EXTRACTED TEXT
* START *

Time to explain ergodicity …

The difference between 100 people going to a casino and one person going to a casino 100 times, i.e. between (path dependent) and conventionally understood probability. The mistake has persisted in economics and psychology since age immemorial.

Consider the following thought experiment.

skin_in_the_gameFirst case, one hundred persons go to a Casino, to gamble a certain set amount each and have complimentary gin and tonic … Some may lose, some may win, and we can infer at the end of the day what the “edge” is, that is, calculate the returns simply by counting the money left with the people who return. We can thus figure out if the casino is properly pricing the odds. Now assume that gambler number 28 goes bust. Will gambler number 29 be affected? No.

You can safely calculate, from your sample, that about 1% of the gamblers will go bust. And if you keep playing and playing, you will be expected have about the same ratio, 1% of gamblers over that time window.

Now compare to the second case in the thought experiment. One person, your cousin Theodorus Ibn Warqa, goes to the Casino a hundred days in a row, starting with a set amount. On day 28 cousin Theodorus Ibn Warqa is bust. Will there be day 29? No. He has hit an uncle point; there is no game no more.

No matter how good he is or how alert your cousin Theodorus Ibn Warqa can be, you can safely calculate that he has a 100% probability of eventually going bust.

The probabilities of success from the collection of people does not apply to cousin Theodorus Ibn Warqa. Let us call the first set ensemble probability, and the second one time probability (since one is concerned with a collection of people and the other with a single person through time). Now, when you read material by finance professors, finance gurus or your local bank making investment recommendations based on the long term returns of the market, beware. Even if their forecast were true (it isn’t), no person can get the returns of the market unless he has infinite pockets and no uncle points. The are conflating ensemble probability and time probability. If the investor has to eventually reduce his exposure because of losses, or because of retirement, or because he remarried his neighbor’s wife, or because he changed his mind about life, his returns will be divorced from those of the market, period.

Nassim Taleb

Taleb’s excellent example shows why the difference between ensemble and time averages is of such importance in economics.

* END *

WHAT IS ASKED
A: According to the ergodicity excerpt, what does one person who goes to the casino a hundred days in a row eventually have a 100% probability of doing?
B: Please count the lines of the listing that contain the string "coral", with case counting, and give only the number.

DATASET EXCERPTS
* START *

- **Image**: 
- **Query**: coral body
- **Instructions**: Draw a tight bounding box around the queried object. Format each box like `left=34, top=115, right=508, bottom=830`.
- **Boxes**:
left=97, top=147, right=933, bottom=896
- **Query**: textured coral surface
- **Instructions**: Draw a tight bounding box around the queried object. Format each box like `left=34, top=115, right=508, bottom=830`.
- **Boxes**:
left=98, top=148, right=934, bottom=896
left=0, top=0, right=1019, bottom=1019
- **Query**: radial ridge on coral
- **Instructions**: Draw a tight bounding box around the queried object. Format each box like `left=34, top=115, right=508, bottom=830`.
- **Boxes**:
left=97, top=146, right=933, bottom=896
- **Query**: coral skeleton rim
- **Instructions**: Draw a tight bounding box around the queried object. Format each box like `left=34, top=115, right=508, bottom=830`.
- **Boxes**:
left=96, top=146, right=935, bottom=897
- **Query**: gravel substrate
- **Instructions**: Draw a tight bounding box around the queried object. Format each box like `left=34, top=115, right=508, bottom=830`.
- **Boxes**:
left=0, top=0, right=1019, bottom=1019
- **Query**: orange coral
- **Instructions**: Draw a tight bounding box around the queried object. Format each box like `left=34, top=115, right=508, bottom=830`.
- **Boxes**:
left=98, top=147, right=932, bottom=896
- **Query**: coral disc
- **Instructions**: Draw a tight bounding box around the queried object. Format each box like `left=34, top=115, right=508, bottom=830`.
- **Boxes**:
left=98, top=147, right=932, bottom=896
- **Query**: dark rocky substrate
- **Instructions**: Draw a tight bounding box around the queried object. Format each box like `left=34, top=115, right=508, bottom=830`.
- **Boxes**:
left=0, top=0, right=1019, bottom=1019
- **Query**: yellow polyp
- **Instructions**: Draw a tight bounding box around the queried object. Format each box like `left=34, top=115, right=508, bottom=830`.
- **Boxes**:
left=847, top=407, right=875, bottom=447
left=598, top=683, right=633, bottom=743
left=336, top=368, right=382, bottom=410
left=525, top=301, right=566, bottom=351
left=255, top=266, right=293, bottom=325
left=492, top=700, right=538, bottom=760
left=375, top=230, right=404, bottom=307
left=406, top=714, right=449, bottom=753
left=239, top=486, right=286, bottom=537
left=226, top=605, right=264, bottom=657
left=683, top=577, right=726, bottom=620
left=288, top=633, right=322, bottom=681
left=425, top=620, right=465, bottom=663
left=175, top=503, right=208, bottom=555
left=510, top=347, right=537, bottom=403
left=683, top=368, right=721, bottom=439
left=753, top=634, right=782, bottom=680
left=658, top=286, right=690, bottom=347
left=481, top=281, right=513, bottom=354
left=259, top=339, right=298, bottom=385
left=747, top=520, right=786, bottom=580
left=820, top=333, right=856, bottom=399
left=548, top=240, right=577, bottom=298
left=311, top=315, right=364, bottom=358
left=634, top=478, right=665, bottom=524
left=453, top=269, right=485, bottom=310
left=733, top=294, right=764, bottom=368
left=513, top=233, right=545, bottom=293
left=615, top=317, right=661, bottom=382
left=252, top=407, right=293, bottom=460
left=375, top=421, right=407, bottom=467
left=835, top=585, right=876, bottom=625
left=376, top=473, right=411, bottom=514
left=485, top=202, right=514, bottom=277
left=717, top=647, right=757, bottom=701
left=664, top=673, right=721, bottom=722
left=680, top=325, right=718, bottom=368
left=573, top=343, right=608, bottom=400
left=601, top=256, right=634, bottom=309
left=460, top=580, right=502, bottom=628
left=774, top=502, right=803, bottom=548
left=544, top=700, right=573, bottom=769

* END *

EXERCISE RESPONSES
A: Going bust.

B: 6